▶ **TASK PROMPT**
Your answer must be an exact transcription of every record below, with the pictures omitted.

Top of MATERIAL TO PROCESS

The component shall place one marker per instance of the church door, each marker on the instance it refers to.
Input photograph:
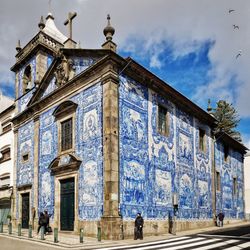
(25, 210)
(67, 211)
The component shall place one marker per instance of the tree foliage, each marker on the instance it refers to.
(228, 119)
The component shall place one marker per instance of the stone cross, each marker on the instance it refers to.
(69, 21)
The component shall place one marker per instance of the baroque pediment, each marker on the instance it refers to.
(66, 66)
(65, 163)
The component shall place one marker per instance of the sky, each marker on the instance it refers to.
(190, 44)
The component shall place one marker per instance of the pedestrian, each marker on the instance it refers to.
(221, 218)
(138, 233)
(46, 215)
(41, 222)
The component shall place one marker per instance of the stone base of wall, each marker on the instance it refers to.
(163, 227)
(116, 229)
(189, 225)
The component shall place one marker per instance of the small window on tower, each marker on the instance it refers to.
(27, 79)
(202, 134)
(218, 181)
(5, 155)
(234, 186)
(226, 153)
(163, 124)
(67, 134)
(25, 157)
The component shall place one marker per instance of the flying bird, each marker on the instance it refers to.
(239, 54)
(236, 26)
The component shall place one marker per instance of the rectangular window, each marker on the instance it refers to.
(25, 157)
(6, 128)
(234, 186)
(217, 181)
(5, 181)
(226, 153)
(163, 120)
(66, 135)
(202, 134)
(5, 155)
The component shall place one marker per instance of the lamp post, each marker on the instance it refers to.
(175, 207)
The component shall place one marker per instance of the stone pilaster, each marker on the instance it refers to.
(14, 194)
(111, 220)
(34, 210)
(213, 183)
(41, 65)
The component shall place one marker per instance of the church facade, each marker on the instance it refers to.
(99, 138)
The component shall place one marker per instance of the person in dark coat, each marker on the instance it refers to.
(221, 218)
(46, 215)
(138, 227)
(41, 222)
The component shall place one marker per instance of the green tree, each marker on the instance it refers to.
(228, 119)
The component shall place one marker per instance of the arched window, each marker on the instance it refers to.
(65, 116)
(4, 180)
(27, 79)
(5, 154)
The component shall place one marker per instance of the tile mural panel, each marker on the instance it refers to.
(232, 204)
(88, 148)
(25, 166)
(48, 145)
(153, 167)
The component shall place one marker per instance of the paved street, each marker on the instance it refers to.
(242, 231)
(185, 243)
(232, 237)
(7, 243)
(189, 243)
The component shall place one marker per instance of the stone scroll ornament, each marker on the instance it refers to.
(65, 71)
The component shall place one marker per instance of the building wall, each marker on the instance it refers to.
(231, 204)
(247, 184)
(6, 167)
(88, 147)
(154, 167)
(7, 140)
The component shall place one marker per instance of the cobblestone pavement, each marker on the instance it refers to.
(72, 241)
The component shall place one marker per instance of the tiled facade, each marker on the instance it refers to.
(126, 165)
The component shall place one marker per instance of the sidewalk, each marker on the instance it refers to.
(72, 241)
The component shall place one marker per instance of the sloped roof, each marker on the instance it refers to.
(5, 102)
(51, 29)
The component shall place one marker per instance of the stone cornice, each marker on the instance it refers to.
(103, 68)
(40, 41)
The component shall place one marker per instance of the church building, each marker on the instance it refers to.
(99, 138)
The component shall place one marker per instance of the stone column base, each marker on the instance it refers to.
(111, 227)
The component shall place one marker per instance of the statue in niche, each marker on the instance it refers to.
(26, 80)
(65, 71)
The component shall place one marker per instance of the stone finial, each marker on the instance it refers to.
(209, 108)
(18, 46)
(41, 24)
(108, 31)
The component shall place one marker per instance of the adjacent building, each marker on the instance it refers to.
(247, 183)
(7, 109)
(100, 138)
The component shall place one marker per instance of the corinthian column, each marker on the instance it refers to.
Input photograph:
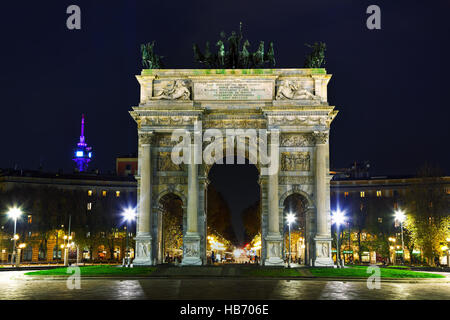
(191, 240)
(322, 239)
(144, 223)
(273, 239)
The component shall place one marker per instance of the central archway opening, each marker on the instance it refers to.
(296, 205)
(233, 212)
(170, 220)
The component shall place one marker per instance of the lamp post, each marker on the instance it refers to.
(290, 218)
(400, 216)
(338, 217)
(448, 252)
(14, 213)
(128, 215)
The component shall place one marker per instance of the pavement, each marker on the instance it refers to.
(16, 286)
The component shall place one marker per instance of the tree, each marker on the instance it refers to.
(251, 217)
(219, 215)
(427, 210)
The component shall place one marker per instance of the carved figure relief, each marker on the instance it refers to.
(303, 140)
(174, 90)
(274, 249)
(291, 90)
(323, 250)
(143, 250)
(165, 163)
(298, 120)
(191, 249)
(295, 161)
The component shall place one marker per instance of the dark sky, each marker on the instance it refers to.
(390, 85)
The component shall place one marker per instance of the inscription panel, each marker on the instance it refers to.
(234, 90)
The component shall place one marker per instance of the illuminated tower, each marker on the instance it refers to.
(83, 153)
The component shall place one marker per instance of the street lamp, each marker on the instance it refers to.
(290, 218)
(448, 252)
(14, 213)
(401, 217)
(338, 217)
(128, 215)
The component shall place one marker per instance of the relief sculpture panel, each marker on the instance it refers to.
(295, 161)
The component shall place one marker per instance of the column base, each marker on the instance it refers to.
(273, 251)
(191, 252)
(323, 253)
(143, 251)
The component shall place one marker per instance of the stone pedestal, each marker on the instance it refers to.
(323, 252)
(191, 240)
(191, 252)
(273, 256)
(144, 254)
(143, 250)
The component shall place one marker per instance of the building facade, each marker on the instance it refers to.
(289, 104)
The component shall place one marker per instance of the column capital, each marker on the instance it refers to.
(146, 138)
(320, 137)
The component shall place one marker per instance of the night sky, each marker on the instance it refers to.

Bottom of MATERIAL TO PROCESS

▶ **SOLUTION FOR THIS EXERCISE**
The component shall place one marker per instance of the church door, each marker on the instance it refers to.
Input photograph:
(25, 210)
(67, 211)
The component shall place one marker per instance of the tree foliage, each marker on the instance it refers to.
(228, 119)
The component shall place one marker per instance of the stone cross, each marker on the instance it refers to.
(69, 21)
The component shall place one marker per instance of the baroque pediment, each marker on the instance it refers to.
(66, 66)
(65, 163)
The component shall place one marker per instance of the sky, each marker on the instance it refers to.
(190, 44)
The component shall place one marker per instance of the pedestrian, each marker on the instance it refers to.
(221, 218)
(138, 233)
(46, 215)
(41, 222)
The component shall place one marker per instance of the stone base of wall, each marker on the instance it refers to.
(163, 227)
(116, 229)
(189, 225)
The component shall place one marker per instance of the small window on tower, each marker on the instance it refers to.
(27, 79)
(202, 134)
(218, 181)
(5, 155)
(234, 186)
(226, 153)
(163, 124)
(67, 134)
(25, 157)
The component shall place one marker per instance of the flying bird, each marker on the instance it refers to.
(239, 54)
(236, 26)
The component shall place one marker per instance of the rectangular window, each marker on the instance it refers to.
(25, 157)
(6, 128)
(234, 186)
(217, 181)
(5, 181)
(226, 153)
(163, 120)
(66, 135)
(202, 134)
(5, 155)
The component shall place one marker per instance of the lamp post, each marker on the instance it refers to.
(175, 207)
The component shall place one marker per instance of the stone pilaster, each marker on the instance it refers to.
(14, 194)
(111, 220)
(34, 210)
(213, 183)
(41, 65)
The component shall place one marker per instance of the church facade, each marker on the instance it refers to.
(99, 138)
The component shall place one marker per instance of the person in dark coat, each marker on the instance it refers to.
(221, 218)
(46, 215)
(138, 227)
(41, 222)
The component shall place one marker per instance of the green tree, each marker on the instance it refers to.
(228, 119)
The component shall place one marker per instance of the arched window, each marker on the instance it refers to.
(65, 116)
(4, 180)
(27, 79)
(5, 154)
The component shall place one marker per instance of the tile mural panel, each marker on the instance it refers to.
(232, 204)
(88, 148)
(25, 166)
(48, 145)
(153, 167)
The component shall place one marker per instance of the paved street, each marker on the instance it refers to.
(242, 231)
(185, 243)
(232, 237)
(7, 243)
(189, 243)
The component shall place one marker per instance of the stone scroll ornament, each marker on the instance it refers to.
(65, 71)
The component shall place one marker per instance of the building wall, each marker on the instance it refers to.
(231, 204)
(247, 184)
(6, 167)
(88, 147)
(154, 167)
(7, 140)
The component shall place one marker per instance of the cobblestone pavement, each marker on the instance it refers to.
(72, 241)
The component shall place one marker per instance of the tiled facade, each marker on the instance it refers to.
(126, 165)
The component shall place one marker per instance of the sidewalk, each marker on the instance it refers to.
(72, 241)
The component shall place one marker per instance of the sloped roof, each marker on the instance it refers to.
(5, 102)
(51, 29)
The component shall place one marker per instance of the stone cornice, each marker on the instance it refers to.
(103, 68)
(40, 41)
The component shall place one marker per instance of the church building, each marker on the instance it refers to.
(99, 138)
The component shall place one marker per instance of the stone column base, each marker on the instance it refers to.
(111, 227)
The component shall place one marker per instance of the statue in niche, each marker on the instance it refers to.
(26, 80)
(65, 71)
The component shall place one marker per instance of the stone finial, each marker on the instance it refers to.
(209, 108)
(18, 46)
(41, 24)
(108, 31)
The component shall place one marker per instance of the adjacent building, each marker on the instance it refers to.
(247, 183)
(7, 109)
(100, 138)
The component shall place one marker per instance of the corinthian column, each marker on the instance it refers to.
Input photograph:
(191, 240)
(322, 239)
(144, 223)
(273, 239)
The component shall place one marker per instance of the central archway opening, each marker on the instance it refers to.
(296, 205)
(233, 212)
(170, 220)
The component shall place one marker per instance of the lamp post, each marker on the instance it refers to.
(290, 218)
(400, 216)
(338, 217)
(448, 252)
(14, 213)
(128, 215)
The component shall place one marker per instance of the pavement, each marker on the instance it refers to.
(16, 286)
The component shall place one marker per instance of the tree, each marker on the instance it refers to.
(251, 217)
(219, 215)
(427, 210)
The component shall place one marker per instance of the carved figure relief, each marker on the instance it refers to.
(303, 140)
(174, 90)
(274, 249)
(291, 90)
(323, 250)
(143, 250)
(165, 163)
(298, 120)
(191, 249)
(295, 161)
The component shall place one marker per instance of the dark sky, each marker on the instance it refers to.
(390, 85)
The component shall place one marker per instance of the inscription panel, each marker on the instance it refers to.
(234, 90)
The component shall place one marker per instance of the illuminated tower, each marker on the instance it refers to.
(83, 153)
The component shall place one marker per instance of the street lamp, each marker on the instance it refers to.
(290, 218)
(448, 252)
(14, 213)
(401, 217)
(338, 217)
(128, 215)
The component shall place one marker per instance of the relief sculpture panel, each marker on the instance it refers to.
(295, 161)
The component shall place one marker per instance of the column base, each marker on the instance it refers to.
(273, 251)
(191, 252)
(323, 253)
(143, 251)
The component shall place one marker per instance of the stone pedestal, each marker on the instance it refers to.
(323, 252)
(191, 240)
(191, 252)
(273, 256)
(144, 254)
(143, 250)
The component shall place one marker per instance of the building facade, each marker on the instance it refers to.
(289, 104)
The component shall place one marker per instance of the column capital, each marker on the instance it refers to.
(146, 138)
(320, 137)
The component shall place one marker per instance of the night sky, each marker on the instance it refers to.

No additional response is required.